Passage provided below:
I don’t like to phrase it that way to people when I talk about my self-prescribed dietary restrictions. The fact that I eat only vegetables, grains, nuts, seeds, and fruits usually only comes up if I’m eating with other people. While I’m choosing a salad – hold the chicken, cheese, and dressing please – or a plain baked potato, my fellow diners are choosing big meaty sandwiches with lots of mayonnaise or chicken burritos with mounds of sour cream falling out of soft wheat tortillas. It’s awkward and uncomfortable when they overhear me ordering everything on the side. And I feel judgmental eating only plain vegetables while they have cheese dripping down their chins.
But I knew it would be this way. I knew everyone would wonder about where I’m getting my protein, and they would assume I think I’m fat since I no longer eat desserts. I knew that some people would suggest I eat off my diet “just this once” since it’s a special occasion, and I also knew that some people think every meal is a special occasion.
Eating, of all things, seems so individual, what with all of our preferences and intolerances. Fast food marketing capitalizes on this idea of food as a private commodity by offering to make a meal “your way.” Restaurants in general seem like the modern remedy to picky eaters – each person choosing individualized, customized food. One family can eat four different meals for dinner.
But despite our modern confusion, food is not individual, but communal, cultural even. Food choices are not simply a matter of preference. Economics, geography, race, and family all play a part in what I eat, how I eat, even when I eat.
When we sit down at the table together, we share our lives by sharing food. We dip our spoons into the same bowl like we dip our thoughts into the conversation. We appreciate the same effort that brought the food to the table just as we appreciate the same effort that brought us to the table. We let the same flavors tease our palates as we tease each other with our proximity and our humor.
End of Passage provided.
Data shown below:
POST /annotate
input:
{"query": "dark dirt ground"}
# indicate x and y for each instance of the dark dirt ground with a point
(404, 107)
End of Data shown.
Data shown below:
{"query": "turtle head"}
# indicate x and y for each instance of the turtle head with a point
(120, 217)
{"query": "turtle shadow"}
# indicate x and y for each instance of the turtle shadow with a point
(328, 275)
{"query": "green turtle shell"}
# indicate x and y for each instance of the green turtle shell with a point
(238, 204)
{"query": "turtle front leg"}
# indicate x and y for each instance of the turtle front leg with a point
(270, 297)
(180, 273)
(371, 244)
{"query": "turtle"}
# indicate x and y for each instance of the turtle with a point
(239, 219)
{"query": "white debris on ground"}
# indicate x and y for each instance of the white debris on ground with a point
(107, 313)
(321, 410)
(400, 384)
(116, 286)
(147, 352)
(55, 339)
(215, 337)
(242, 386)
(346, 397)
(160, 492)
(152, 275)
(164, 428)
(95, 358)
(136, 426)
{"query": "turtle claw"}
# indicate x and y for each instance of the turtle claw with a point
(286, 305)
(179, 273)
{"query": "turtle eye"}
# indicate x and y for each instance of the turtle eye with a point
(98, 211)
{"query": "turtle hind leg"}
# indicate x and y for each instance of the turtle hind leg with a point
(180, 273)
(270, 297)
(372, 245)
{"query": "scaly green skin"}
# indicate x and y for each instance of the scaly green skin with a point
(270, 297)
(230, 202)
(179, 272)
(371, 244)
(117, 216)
End of Data shown.
Data shown below:
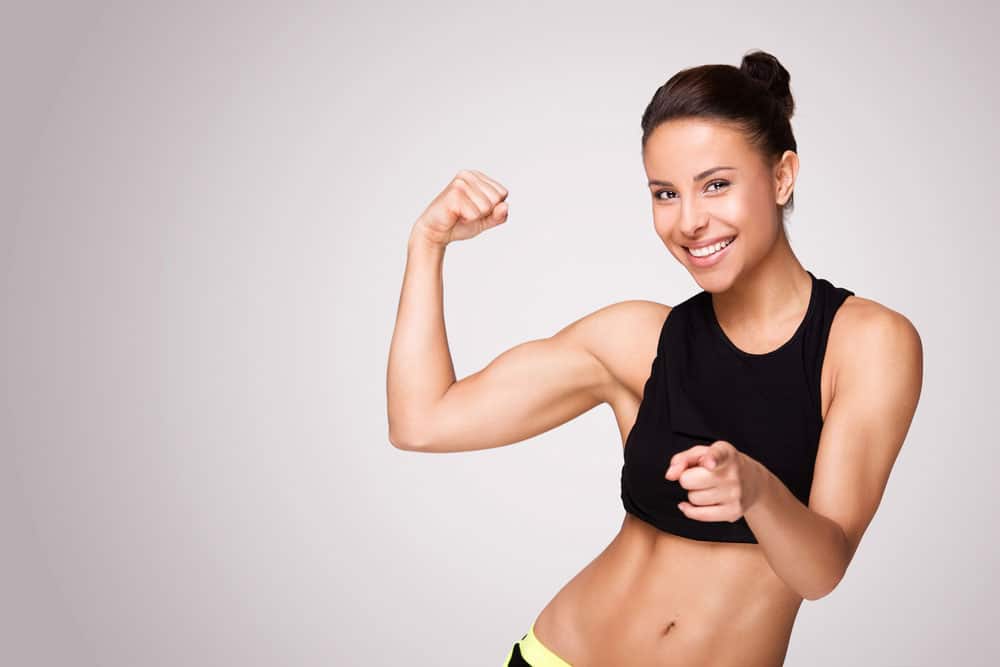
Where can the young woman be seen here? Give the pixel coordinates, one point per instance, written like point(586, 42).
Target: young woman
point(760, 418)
End of Data shown.
Continue the passage about eating a restricted diet and food as a shared act, starting right after its final sentence.

**Reply**.
When I visit family or friends these days, I usually take food. When I know we are grilling out, I pack a veggie burger and gluten free bread for myself. If I am taking a salad or a side dish to share, I make sure it has beans or seeds in it so it will fill me up if I can’t eat anything else from the table. I also make exceptions when I can. I typically avoid gluten, soy, and peanuts, but I’m not allergic to them. So, if a dish contains those, I just eat it. I always avoid meat, eggs, fish, or dairy. But I’m ok to pick out the pieces if I need to do that.
Mostly, I’m learning to respect the baggage that comes with everyone’s food choices. And I think other people are doing the same for me, too.
Recently, I took food to my mom’s for a meal to celebrate my nephew’s visit from out of town. I brought food everyone could eat for dinner, and my mom was providing the dessert. She made a homemade raspberry cobbler from berries my step-dad had picked from a nearby field.
The night before, we chatted on the phone as she was making the dessert, one of my favorites.
“Well, I guess you won’t be able to eat it,” she said, after she mentioned that she also had vanilla ice cream to top it with.
“Could you save off some of the berries for me to eat plain?” I asked.
“Oh, yes, in fact, I had too many, and I was just going to pack them in there. You caught me just in time. I was about to pour them in,” she said.
“Do they have sugar on them?” I asked, afraid that I wouldn’t be able to eat them after all.
“No, they have just been washed,” she said. “Oh good, now you can enjoy the berries, too.”
So that evening, as I ate the plain wild raspberries with a spoon, I barely even noticed the soft warm crust or the slightly melted ice cream in the other bowls.